> [Work to be completed]:
Copy word for word the passage of the 2002 judgments list that falls between "This list includes" and "or degrading treatment).", inclusive.

> [Extract]:
This list includes significant judgments delivered in 2002.

United Kingdom

ULLAH v SPECIAL ADJUDICATOR [2002] EWCA Civ 1856 (16 December 2002): the decision to remove an asylum-seeker to a country that did not respect rights under Article 9 ECHR (thought, conscience and religion)  would not infringe the Human Rights Act 1998 where the nature of the interference with the right to manifest that was anticipated in the receiving state fell short of ill-treatment in violation of Article 3 (inhuman or degrading treatment).

I v UNITED KINGDOM [2002] ECtHR [GC] (No. 25680/94) (11 July 2002): the absence in the United Kingdom of any legal recognition of the post-operative sex of transsexuals violated ECHR Articles 8 (private and family life) and 12 (marriage): no separate issue arose under Article 14 (discrimination).

K, R (ON THE APPLICATION OF) v LONDON BOROUGH OF NEWHAM [2002] EWHC 405 (Admin) (19 February 2002): in allocating secondary-school places, a local education authority was obliged to give due weight to the parents’ Islamic religious convictions about the desirability of single-sex schooling for their daughter, in accordance with Article 2 of Protocol No. 1 ECHR (education).

> [Given records]:
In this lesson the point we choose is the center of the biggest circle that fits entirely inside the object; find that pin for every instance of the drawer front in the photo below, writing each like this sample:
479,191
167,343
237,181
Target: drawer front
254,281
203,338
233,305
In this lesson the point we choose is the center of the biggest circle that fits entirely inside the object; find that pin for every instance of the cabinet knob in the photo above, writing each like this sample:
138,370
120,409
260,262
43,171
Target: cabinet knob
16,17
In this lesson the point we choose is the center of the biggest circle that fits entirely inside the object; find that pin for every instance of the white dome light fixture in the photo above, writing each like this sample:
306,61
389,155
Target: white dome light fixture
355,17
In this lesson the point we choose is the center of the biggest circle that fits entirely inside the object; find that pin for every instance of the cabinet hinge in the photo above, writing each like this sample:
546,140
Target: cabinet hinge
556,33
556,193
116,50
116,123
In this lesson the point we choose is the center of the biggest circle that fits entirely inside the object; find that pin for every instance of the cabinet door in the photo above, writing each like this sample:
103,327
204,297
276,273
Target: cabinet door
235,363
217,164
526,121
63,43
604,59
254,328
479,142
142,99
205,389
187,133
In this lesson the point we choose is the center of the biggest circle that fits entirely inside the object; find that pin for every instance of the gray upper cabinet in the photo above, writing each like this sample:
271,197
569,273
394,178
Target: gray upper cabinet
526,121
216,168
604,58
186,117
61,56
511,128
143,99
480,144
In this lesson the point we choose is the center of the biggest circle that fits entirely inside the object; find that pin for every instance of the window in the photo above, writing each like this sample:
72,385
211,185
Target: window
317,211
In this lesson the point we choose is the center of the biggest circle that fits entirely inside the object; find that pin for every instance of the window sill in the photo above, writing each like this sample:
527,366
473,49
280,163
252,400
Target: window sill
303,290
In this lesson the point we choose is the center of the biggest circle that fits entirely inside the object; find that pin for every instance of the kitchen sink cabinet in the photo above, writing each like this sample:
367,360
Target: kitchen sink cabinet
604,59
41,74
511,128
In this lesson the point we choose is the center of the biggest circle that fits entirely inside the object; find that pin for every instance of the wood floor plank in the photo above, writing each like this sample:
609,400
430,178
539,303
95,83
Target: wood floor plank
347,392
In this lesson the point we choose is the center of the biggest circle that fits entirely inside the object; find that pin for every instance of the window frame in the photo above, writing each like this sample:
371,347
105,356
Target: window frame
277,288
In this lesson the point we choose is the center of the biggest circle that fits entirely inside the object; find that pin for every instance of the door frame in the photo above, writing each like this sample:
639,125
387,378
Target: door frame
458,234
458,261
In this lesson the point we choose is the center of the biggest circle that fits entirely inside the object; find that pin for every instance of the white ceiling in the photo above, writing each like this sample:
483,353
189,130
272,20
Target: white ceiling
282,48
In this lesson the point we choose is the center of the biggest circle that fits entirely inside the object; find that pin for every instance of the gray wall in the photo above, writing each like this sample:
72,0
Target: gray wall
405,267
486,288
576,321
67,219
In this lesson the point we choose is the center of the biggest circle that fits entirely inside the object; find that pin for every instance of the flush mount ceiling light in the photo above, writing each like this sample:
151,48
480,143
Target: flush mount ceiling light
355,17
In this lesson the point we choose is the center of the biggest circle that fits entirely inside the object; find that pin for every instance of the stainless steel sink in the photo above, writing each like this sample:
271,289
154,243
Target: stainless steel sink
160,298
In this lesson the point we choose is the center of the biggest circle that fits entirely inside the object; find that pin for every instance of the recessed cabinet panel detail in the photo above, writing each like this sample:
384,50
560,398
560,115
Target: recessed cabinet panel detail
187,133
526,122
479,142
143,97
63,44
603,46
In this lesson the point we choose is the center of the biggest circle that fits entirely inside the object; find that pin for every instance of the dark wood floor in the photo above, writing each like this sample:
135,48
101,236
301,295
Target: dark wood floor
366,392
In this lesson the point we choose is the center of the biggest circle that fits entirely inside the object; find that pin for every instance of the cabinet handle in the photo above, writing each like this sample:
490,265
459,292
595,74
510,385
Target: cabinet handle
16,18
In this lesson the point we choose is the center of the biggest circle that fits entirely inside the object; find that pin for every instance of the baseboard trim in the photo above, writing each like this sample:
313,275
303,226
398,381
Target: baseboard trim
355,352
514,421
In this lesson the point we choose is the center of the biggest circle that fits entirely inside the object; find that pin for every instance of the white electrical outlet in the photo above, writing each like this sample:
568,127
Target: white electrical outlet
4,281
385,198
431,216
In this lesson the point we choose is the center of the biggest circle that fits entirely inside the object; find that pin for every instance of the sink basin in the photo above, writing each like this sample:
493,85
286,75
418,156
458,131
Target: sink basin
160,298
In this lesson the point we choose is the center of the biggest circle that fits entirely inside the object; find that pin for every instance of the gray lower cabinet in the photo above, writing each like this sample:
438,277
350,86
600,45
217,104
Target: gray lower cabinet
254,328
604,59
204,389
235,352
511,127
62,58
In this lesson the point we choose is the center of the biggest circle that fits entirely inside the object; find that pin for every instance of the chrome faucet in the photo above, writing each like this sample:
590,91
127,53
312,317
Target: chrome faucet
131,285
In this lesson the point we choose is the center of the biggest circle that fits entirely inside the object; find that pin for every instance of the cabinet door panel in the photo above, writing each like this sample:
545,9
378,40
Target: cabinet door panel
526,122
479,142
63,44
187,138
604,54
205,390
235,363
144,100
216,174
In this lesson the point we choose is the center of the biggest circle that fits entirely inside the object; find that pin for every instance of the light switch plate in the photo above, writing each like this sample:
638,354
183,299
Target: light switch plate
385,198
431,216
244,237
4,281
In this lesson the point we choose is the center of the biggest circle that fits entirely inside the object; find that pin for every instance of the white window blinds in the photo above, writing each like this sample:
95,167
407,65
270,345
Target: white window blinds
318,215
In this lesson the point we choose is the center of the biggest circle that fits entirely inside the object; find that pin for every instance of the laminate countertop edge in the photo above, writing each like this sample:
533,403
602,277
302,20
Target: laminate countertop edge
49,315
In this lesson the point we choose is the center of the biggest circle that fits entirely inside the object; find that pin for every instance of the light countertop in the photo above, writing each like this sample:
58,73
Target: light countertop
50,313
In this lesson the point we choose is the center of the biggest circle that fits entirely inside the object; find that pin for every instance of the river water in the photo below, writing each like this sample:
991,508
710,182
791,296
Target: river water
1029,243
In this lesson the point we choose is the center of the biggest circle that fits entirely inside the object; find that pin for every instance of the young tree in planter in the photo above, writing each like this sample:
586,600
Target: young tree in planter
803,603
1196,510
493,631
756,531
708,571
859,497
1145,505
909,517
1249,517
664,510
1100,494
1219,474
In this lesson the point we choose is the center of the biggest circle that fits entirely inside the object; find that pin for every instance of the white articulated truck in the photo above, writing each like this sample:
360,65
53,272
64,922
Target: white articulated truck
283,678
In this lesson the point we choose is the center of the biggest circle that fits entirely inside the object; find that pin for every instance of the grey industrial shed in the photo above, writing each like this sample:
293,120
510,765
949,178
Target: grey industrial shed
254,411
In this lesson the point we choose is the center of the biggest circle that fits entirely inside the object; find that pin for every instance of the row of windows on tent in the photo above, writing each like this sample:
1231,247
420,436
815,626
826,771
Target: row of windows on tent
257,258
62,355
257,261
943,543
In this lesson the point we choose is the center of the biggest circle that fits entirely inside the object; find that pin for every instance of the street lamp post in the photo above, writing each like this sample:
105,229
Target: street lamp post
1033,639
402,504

> [Response]:
This list includes significant judgments delivered in 2002.

United Kingdom

ULLAH v SPECIAL ADJUDICATOR [2002] EWCA Civ 1856 (16 December 2002): the decision to remove an asylum-seeker to a country that did not respect rights under Article 9 ECHR (thought, conscience and religion)  would not infringe the Human Rights Act 1998 where the nature of the interference with the right to manifest that was anticipated in the receiving state fell short of ill-treatment in violation of Article 3 (inhuman or degrading treatment).